Dear readers in England might get a kick out of this illustrative quote from Paul Ehrlich, the dimwitted father of modern doomsday predictions:
By the year 2000, the United Kingdom will be simply a small group of impoverished islands, inhabited by some 70 million hungry people... If I were a gambler, I would take even money that England will not exist in the year 2000.
—Speech at British Institute for Biology, September 1971
Proving how hard it is to kill off bad ideas, to this day, Ehrlich remains the president of Stanford University’s Center for Conservation Biology.
All Cultures Are Good
You have to be naive in the extreme to accept this notion as true. Is an Islamic theocracy on par with living in a secular democracy where, for example, women have basic rights?
Is African tribalism as an organizing system as valuable as one based on the rights of the individual to pursue life, liberty, and happiness? Is the Indian caste system really okay?
In my opinion, the idea that individual cultures should be preserved like museum pieces is one of the most dangerous ideas afflicting modern man. That which separates us does not make us stronger.
Capitalism Is Bad
Wake up and smell the Starbucks! Or some other brand determined to unseat Starbucks by offering better coffee at a better price. Though far from perfect—and, sorry to break it to you, but like Santa Claus, there is no such thing as a perfect economic system—minimizing government interference in the free exchange of goods and services works best at elevating the quality of life for the greatest number of people.
Conversely, despite Marx’s quip, the systems that work worst are invariably based on some group of elites using the cover of “public good” to pull the levers on a command economy.
Political Correctness
Talk about a slippery slope. Today, virtually any action or word can be seen to “micro-aggress” against some sensitive soul. In response, universities and governments feel compelled to take active measures to protect those same souls.
The end result has to be a Gordian knot of soul-draining policies, regulations, and other complexities. Oh wait, why should it be a Gordian knot? Why not Gordiana or some other gender-neutral name? Sexist bastards!

» **Work instructions**
(A) Do these statements agree with the passage on bad ideas? Answer yes or no for each and quote the deciding words. (i) Ehrlich's speech at the British Institute for Biology was given in September 1971. (ii) Ehrlich predicted that by 2000 the United Kingdom would be inhabited by some 50 million hungry people. (iii) The author holds that a perfect economic system exists.
(B) Can you carry on the passage on bad ideas from its final sentence?
You don't need the material for anything here.

» **Entries supplied**
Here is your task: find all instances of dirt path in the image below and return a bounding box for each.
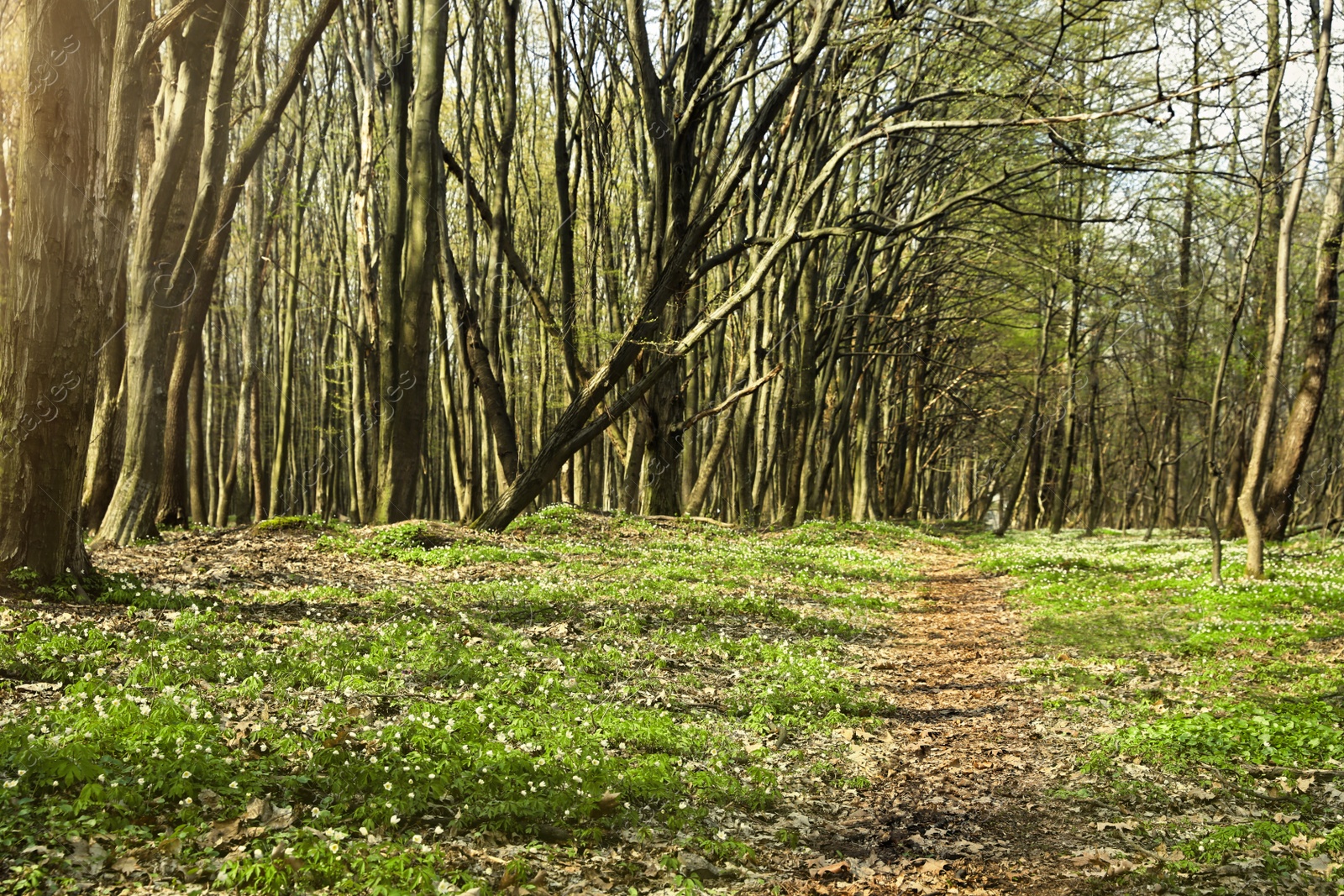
[801,551,1137,896]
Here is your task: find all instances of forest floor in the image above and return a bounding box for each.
[0,506,1344,896]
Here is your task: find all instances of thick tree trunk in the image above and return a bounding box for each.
[1236,0,1335,579]
[0,0,102,584]
[1262,121,1344,542]
[98,3,223,544]
[375,0,449,522]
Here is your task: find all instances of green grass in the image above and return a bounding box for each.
[973,533,1344,878]
[0,508,923,893]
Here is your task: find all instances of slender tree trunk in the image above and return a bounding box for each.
[1263,103,1344,542]
[0,0,102,582]
[1236,0,1335,579]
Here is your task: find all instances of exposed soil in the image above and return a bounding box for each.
[15,529,1161,896]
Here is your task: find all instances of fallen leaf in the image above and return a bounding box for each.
[808,860,849,880]
[1097,820,1138,831]
[197,818,239,849]
[1306,853,1336,874]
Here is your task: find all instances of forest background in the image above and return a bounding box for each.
[0,0,1344,578]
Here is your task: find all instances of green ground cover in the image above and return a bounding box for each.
[972,533,1344,892]
[0,508,930,893]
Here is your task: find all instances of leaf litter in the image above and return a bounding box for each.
[0,517,1300,896]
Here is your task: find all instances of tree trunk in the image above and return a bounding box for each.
[0,0,102,584]
[1236,0,1335,579]
[1262,110,1344,542]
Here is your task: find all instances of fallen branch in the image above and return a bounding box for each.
[675,361,784,432]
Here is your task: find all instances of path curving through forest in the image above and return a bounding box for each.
[795,545,1129,896]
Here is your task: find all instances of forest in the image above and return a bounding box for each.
[0,0,1344,576]
[0,0,1344,896]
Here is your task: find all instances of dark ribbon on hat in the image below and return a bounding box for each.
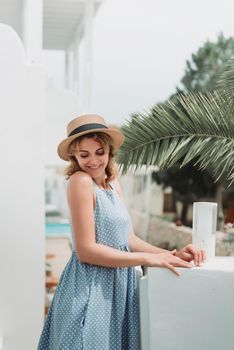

» **Task results**
(A)
(i) Yes: "—Speech at British Institute for Biology, September 1971"
(ii) No: "inhabited by some 70 million hungry people"
(iii) No: "there is no such thing as a perfect economic system"

(B)
White People Are Bad and a Dying Breed
And that goes double for white men, eeeww! Sorry toots, but in the US, 75% of the population is Caucasian, and just under half of that number are men. And it’s not just in the US that whites make up the demographic majority by a wide margin. That is also the case in Canada, Australia, the UK, Europe, Russia, and many other countries.
It may surprise you to learn that here in Argentina, the number is closer to 90%, and it’s even higher than that in Costa Rica, among many others.
The idea that white people will effectively fade away anytime soon crashes and burns in the face of demographic facts. Regardless, as I’ve mentioned before, focusing on the color of a person’s skin in making policy is, per my comments above, looking for ways to separate us humans, and so I am 100% against it. As far as the notion that white people are somehow bad, that’s just naked racism.
The US on a Slippery Slope
I could go on. However, as the sun is high in the sky, it is time to move on to other tasks.
As I slide toward the exit, I will sum up by expressing my concern that parts of the world, in particular the United States, are now cartwheeling down the slippery slope toward disaster.
A disaster caused by the epidemic of bad ideas that have germinated in the educational system and subsequently taken root in the halls of political power.
Of course, not everyone has been equally infected. Individuals with common sense and an inclination toward facts and the scientific method are largely immune and can only view with alarm the zombie-like madness caused by bad ideas.
With the body politic so deeply divided, I really don’t see how a serious sociopolitical crisis can be avoided.